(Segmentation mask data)
*** Begin section ***
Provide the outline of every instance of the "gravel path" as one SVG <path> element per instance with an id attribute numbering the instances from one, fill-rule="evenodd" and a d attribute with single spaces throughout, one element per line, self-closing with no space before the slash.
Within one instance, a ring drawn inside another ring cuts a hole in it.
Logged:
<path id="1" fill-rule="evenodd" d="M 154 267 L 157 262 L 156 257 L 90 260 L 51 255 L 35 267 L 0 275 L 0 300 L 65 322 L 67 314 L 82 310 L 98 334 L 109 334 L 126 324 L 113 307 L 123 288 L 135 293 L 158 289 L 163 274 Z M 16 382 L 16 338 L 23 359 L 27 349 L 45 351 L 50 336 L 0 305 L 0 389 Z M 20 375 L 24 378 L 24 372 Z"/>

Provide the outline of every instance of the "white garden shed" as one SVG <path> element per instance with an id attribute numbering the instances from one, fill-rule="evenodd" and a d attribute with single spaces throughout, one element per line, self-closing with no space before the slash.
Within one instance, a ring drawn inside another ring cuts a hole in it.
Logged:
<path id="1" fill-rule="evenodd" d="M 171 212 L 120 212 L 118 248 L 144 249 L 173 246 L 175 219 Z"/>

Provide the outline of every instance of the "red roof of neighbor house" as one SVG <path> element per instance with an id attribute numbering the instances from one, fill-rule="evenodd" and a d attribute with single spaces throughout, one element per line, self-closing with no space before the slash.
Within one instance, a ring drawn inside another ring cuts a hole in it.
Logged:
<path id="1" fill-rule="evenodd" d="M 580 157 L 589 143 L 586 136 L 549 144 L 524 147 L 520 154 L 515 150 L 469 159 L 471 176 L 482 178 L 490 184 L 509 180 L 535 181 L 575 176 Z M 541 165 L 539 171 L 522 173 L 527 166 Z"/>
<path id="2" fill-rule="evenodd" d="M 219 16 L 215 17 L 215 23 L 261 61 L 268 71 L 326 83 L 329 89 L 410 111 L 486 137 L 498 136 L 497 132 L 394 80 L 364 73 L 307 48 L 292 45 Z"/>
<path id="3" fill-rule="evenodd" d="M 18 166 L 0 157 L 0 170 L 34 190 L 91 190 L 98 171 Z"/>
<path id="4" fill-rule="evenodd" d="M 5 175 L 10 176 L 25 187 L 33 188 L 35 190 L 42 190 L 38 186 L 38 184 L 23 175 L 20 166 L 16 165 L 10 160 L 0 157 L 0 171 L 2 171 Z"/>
*** End section ***
Above are some records. Copy each of their lines that holds the string "instances".

▸ TASK OUTPUT:
Provide the outline of every instance of the "gravel path" as one SVG <path> element per instance with an id attribute numbering the instances from one, fill-rule="evenodd" and a d attribute with single spaces throughout, one element per line, self-closing with no space before the slash.
Provide the outline of every instance of the "white garden shed" as one SVG <path> element per instance with an id attribute numbering the instances from one, fill-rule="evenodd" and a d attribute with single spaces throughout, one element per line, self-closing with no space before the slash.
Provide the outline of every instance of the "red roof of neighbor house" as one SVG <path> element per instance with an id attribute numbering the instances from one, fill-rule="evenodd" and a d attribute with single spaces throughout, one element per line, self-closing with no space before the slash.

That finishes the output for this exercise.